***** Recorded information

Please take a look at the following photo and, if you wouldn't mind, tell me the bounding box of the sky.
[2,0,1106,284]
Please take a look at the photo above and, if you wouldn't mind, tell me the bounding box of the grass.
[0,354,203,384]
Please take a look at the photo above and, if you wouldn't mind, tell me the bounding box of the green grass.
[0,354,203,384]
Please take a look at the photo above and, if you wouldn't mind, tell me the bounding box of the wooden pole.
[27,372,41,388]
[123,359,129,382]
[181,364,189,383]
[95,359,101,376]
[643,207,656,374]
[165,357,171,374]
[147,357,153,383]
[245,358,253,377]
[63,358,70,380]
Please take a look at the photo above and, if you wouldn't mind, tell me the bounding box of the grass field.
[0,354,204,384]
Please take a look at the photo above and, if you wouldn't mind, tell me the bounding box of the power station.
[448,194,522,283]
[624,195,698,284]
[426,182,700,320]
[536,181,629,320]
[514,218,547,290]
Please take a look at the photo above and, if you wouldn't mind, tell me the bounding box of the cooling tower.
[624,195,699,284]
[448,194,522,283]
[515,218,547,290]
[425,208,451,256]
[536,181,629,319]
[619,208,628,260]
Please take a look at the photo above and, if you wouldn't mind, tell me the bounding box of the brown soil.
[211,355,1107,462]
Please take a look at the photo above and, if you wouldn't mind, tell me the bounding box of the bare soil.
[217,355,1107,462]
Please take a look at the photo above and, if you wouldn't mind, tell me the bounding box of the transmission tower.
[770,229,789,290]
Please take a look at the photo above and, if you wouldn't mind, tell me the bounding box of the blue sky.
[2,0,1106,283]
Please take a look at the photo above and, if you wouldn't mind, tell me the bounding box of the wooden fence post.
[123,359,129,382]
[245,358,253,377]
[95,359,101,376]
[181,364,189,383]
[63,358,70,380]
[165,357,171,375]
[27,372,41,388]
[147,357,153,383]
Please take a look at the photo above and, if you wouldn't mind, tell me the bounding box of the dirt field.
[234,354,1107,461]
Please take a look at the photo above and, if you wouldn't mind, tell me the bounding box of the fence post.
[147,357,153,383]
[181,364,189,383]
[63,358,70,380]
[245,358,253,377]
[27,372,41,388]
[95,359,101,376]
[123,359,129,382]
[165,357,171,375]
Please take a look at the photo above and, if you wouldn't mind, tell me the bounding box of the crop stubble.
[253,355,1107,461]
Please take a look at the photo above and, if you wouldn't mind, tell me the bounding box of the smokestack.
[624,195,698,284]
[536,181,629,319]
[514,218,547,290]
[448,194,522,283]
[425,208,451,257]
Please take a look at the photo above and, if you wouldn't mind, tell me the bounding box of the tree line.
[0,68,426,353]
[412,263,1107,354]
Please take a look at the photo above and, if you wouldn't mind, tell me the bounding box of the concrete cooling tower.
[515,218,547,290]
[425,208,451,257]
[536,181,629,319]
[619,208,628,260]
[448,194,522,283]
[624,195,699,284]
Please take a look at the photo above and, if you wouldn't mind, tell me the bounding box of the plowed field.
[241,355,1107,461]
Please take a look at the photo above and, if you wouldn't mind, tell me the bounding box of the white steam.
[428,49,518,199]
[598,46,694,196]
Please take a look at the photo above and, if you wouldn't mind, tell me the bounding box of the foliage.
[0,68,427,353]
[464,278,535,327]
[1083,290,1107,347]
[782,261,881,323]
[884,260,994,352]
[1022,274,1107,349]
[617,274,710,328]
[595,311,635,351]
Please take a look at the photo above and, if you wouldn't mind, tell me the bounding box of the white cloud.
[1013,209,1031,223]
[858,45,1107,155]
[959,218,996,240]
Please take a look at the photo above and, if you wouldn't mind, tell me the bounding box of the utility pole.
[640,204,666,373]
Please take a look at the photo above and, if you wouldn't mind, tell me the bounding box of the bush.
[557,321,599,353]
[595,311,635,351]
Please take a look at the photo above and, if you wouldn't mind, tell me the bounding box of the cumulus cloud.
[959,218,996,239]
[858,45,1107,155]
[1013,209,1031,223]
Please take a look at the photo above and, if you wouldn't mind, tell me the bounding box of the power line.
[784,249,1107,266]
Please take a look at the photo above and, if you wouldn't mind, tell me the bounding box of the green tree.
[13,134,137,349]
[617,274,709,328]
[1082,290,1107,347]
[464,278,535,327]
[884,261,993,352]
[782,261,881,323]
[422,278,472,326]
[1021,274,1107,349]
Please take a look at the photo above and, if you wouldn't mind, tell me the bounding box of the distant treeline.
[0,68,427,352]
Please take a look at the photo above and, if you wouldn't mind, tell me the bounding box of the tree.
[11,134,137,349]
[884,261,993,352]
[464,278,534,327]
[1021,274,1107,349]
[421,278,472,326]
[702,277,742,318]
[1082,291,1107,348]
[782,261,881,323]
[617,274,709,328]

**********

◆ Work item ◆
Could you copy out all of the records above exactly?

◆ Response box ◆
Please take a look at the following photo and, if you wouldn't mind, tell me the bounding box of the sky.
[2,0,1106,284]
Please take a look at the photo above and, if you wouldn't mind, tell me the bounding box of the grass.
[0,354,203,384]
Please take a look at the photo above and, if you wouldn't mind, tell me the bounding box of the green grass.
[0,354,203,384]
Please take a look at the photo above and, if you wouldn't mind, tell me the bounding box of the wooden pole.
[27,372,41,388]
[123,359,129,382]
[181,364,189,383]
[95,359,101,376]
[643,207,656,374]
[165,357,171,374]
[147,357,153,383]
[245,358,253,377]
[63,358,70,380]
Please take a look at the photo above and, if you wouldn't mind, tell me the bounding box of the grass field.
[0,354,204,384]
Please take a look at the photo above and, if you wouldn't mind, tell me the bounding box of the power station.
[448,194,522,283]
[624,195,698,284]
[426,182,700,320]
[536,181,629,320]
[514,218,547,290]
Please take a look at the photo above and, if you wouldn't mind, tell me the bounding box of the cooling tower.
[624,195,699,284]
[448,194,522,283]
[515,218,547,290]
[425,208,451,256]
[536,181,629,319]
[619,208,628,260]
Please take a look at the photo above and, if you wouldn't mind, tell me the bounding box of the brown soil.
[211,355,1107,462]
Please take a look at the photo above and, if you wouldn't mind, tell me the bounding box of the bare soil.
[217,355,1107,462]
Please take a look at the photo above and, if you wouldn't mind, tell me the bounding box of the transmission tower.
[770,229,789,290]
Please take a look at the photo above and, if you wouldn't mind, tell me the bounding box of the blue sky.
[2,0,1106,283]
Please take a look at the photo above and, if you wouldn't mind, tell me the bounding box of the wooden fence post.
[123,359,129,382]
[245,358,253,377]
[95,359,101,376]
[181,364,189,383]
[63,358,70,380]
[165,357,171,375]
[27,372,41,388]
[147,357,153,383]
Please take a look at the photo above and, if you wouldn't mind, tell me the bounding box of the dirt field.
[234,354,1107,461]
Please take a look at the photo above and, if you wouldn't mind, tell me the bounding box of the fence post.
[147,357,153,383]
[181,364,189,383]
[63,358,70,380]
[245,358,253,377]
[27,372,41,388]
[95,359,101,376]
[123,359,129,382]
[165,357,171,375]
Please take a look at the photo above and, if you wouldn't mind, tell me the bounding box of the crop stubble.
[253,355,1107,461]
Please take a look at the photo above and, if you wouldn't mind, tell me the bounding box of the smokestack.
[624,195,698,284]
[536,181,629,319]
[514,218,547,290]
[448,194,522,283]
[425,208,451,257]
Please take a look at the photo above and, if you wouldn't mind, tell me the bounding box of the tree line.
[0,68,426,353]
[412,263,1107,354]
Please take a look at the photo above and, if you wouldn't mind, tell me the bounding box of the concrete cooling tower.
[515,218,547,290]
[425,208,451,257]
[536,181,629,319]
[619,208,628,260]
[448,194,522,283]
[624,195,699,284]
Please take a look at the photo above and, if you wouldn't mind, tell me the bounding box of the plowed field.
[241,355,1107,461]
Please take a look at the photo above and, if you wouldn't mind, tell me the bounding box of the white steam.
[428,49,518,199]
[598,46,694,196]
Please take a look at the photo above and, if you wouldn't mind, tell me the bounding box of the foliage.
[0,68,427,353]
[464,278,535,327]
[1083,290,1107,347]
[782,261,881,323]
[884,260,994,352]
[1022,274,1107,349]
[617,274,710,328]
[595,311,635,351]
Please take a look at the photo above and, if you wouldn't mind, tell me the bounding box of the white cloud.
[1013,209,1031,223]
[858,45,1107,155]
[959,218,996,240]
Please take a look at the photo above and, if you wouldn't mind, tell me the bounding box of the utility pole.
[640,204,666,373]
Please take a look at the photo above and, if you wouldn't mind, tell me the bounding box of the bush.
[557,321,599,353]
[595,311,635,351]
Please take a look at the photo above and, if you wouldn't mind, tell me the bounding box of the cumulus cloud.
[959,218,996,239]
[858,45,1107,155]
[1013,209,1031,223]
Please take a look at the photo above and, if you wouldn't mind, tell me the bounding box of the power line.
[784,249,1107,266]
Please take a look at the photo above and, if you wouldn't mind, tell me the bounding box of the green tree.
[13,134,137,349]
[617,274,709,328]
[1082,290,1107,347]
[464,278,535,327]
[884,261,993,352]
[782,261,881,323]
[422,278,472,326]
[1021,274,1107,349]
Please take a look at the photo above and, if you wouldn't mind, tell me the bounding box of the distant treeline.
[0,68,427,352]
Please take a look at the photo above and, if you wouldn't mind, tell me the bounding box of the tree.
[11,134,137,349]
[884,261,993,352]
[464,278,534,327]
[1021,274,1107,349]
[421,278,472,326]
[702,277,742,318]
[1082,291,1107,348]
[782,261,881,323]
[617,274,709,328]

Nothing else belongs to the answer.